→ **About this task**
Entries follow. Return each line that contains the word "below".

→ **Extracted data**
+++
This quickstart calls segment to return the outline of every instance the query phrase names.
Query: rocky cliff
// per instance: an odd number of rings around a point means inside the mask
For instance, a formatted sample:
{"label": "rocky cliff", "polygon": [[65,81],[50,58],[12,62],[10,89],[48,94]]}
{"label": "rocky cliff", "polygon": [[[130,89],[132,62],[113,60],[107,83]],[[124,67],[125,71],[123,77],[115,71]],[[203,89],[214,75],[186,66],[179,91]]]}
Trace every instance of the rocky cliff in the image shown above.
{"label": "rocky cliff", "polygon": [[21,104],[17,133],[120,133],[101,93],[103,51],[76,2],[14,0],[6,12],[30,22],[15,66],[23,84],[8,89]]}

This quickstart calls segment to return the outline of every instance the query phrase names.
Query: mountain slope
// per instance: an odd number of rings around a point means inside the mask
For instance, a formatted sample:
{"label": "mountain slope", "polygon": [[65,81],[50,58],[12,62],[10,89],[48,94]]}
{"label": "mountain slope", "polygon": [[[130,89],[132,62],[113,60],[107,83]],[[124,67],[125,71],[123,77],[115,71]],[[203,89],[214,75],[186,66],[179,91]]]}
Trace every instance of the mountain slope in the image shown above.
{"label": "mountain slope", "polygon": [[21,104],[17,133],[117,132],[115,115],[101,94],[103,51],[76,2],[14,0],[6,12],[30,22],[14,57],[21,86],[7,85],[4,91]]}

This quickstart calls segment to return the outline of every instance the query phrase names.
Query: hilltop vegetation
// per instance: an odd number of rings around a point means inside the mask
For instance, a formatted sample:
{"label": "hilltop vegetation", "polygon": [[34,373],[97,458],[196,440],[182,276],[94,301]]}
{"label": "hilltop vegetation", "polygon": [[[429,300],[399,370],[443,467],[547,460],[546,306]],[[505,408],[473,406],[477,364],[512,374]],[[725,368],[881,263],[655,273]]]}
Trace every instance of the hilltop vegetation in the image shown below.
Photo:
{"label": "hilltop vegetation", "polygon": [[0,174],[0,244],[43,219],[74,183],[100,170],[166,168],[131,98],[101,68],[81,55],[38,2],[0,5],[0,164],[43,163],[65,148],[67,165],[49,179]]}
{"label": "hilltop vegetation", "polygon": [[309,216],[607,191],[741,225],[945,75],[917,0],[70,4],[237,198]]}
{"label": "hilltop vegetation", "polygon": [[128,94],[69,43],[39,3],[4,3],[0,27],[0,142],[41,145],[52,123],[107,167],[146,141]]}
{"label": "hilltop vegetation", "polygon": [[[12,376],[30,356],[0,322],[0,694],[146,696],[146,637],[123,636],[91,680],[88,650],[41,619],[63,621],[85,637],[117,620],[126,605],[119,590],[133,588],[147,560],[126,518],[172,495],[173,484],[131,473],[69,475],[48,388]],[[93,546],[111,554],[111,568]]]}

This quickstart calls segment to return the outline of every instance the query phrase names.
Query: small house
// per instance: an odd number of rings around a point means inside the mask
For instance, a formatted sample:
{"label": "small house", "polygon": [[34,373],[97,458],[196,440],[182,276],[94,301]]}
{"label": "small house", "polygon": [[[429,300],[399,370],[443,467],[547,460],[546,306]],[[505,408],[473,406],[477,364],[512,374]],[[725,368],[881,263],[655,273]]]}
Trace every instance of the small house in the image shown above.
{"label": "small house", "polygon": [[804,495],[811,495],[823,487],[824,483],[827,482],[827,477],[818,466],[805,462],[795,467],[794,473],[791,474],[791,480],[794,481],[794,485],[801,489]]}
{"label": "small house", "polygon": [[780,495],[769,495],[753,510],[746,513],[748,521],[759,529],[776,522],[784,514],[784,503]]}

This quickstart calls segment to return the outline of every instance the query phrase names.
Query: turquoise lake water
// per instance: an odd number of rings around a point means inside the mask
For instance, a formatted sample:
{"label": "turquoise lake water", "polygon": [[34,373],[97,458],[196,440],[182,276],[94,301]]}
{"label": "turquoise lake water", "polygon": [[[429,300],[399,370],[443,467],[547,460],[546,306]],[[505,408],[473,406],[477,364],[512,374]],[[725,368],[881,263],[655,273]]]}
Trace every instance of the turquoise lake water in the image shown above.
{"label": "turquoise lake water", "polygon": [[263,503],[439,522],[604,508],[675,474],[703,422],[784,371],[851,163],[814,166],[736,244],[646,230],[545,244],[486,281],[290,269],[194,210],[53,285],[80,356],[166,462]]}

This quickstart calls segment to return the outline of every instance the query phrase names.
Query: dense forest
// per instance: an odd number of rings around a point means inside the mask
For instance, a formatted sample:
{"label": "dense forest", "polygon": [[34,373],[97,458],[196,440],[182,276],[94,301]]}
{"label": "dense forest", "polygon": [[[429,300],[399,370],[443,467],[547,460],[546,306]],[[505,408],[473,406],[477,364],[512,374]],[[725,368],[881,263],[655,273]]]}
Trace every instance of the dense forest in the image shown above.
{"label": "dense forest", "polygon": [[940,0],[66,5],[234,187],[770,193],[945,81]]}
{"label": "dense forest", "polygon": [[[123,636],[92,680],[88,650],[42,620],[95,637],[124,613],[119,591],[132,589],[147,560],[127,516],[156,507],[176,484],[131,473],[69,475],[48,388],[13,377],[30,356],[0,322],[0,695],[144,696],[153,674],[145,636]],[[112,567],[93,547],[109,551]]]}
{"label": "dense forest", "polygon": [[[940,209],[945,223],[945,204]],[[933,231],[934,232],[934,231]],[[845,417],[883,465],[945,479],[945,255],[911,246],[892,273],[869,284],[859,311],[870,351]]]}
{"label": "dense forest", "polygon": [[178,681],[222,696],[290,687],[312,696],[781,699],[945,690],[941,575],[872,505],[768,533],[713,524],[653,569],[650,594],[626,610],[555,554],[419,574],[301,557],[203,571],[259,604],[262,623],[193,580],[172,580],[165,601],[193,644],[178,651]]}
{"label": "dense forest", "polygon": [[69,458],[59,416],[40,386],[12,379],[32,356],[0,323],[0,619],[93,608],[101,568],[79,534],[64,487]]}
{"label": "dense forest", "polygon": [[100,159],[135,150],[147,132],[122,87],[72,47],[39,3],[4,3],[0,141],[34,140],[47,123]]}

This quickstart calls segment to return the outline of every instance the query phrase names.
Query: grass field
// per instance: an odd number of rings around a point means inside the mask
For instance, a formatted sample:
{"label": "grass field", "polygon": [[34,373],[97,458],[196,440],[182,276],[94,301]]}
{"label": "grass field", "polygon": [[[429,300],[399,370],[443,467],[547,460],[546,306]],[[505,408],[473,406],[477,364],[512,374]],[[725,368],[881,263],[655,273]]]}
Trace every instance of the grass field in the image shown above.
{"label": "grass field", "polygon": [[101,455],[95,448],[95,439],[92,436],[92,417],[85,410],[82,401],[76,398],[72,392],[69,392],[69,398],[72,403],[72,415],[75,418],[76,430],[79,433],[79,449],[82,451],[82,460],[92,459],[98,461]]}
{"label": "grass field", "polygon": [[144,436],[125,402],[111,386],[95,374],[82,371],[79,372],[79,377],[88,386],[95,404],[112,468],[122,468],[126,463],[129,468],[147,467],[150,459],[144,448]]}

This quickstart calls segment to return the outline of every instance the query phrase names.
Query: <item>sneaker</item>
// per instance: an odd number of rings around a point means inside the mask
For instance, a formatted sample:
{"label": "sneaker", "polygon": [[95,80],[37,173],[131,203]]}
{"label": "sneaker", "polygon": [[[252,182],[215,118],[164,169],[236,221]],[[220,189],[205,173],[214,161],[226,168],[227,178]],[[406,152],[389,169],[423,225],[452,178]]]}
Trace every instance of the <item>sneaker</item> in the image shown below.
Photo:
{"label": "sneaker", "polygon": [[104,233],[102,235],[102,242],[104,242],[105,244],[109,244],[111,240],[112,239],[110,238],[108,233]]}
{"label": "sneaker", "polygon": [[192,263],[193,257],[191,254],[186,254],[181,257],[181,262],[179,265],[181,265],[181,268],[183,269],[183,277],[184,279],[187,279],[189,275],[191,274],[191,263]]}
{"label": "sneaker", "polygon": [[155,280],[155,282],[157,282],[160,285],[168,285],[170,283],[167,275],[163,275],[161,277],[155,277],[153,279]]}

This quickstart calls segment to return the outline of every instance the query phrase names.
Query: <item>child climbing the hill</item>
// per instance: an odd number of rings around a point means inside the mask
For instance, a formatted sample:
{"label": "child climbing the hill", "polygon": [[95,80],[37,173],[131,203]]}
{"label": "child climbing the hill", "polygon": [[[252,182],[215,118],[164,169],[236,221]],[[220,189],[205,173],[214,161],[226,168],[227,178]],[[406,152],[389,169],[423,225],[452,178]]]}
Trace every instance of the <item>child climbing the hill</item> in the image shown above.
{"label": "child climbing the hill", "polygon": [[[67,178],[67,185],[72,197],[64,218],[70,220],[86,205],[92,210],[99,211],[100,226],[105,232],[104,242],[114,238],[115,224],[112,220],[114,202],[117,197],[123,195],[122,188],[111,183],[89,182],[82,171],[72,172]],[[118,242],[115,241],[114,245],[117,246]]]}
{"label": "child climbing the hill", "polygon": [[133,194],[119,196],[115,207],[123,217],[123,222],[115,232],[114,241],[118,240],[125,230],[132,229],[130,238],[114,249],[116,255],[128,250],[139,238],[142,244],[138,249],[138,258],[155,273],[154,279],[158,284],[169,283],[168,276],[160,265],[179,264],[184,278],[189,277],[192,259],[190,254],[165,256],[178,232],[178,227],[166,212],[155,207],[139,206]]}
+++
→ **Response to this task**
Trace every instance of the hilltop vegetation in the image shown below.
Trace every instance of the <item>sneaker</item> in the image shown below.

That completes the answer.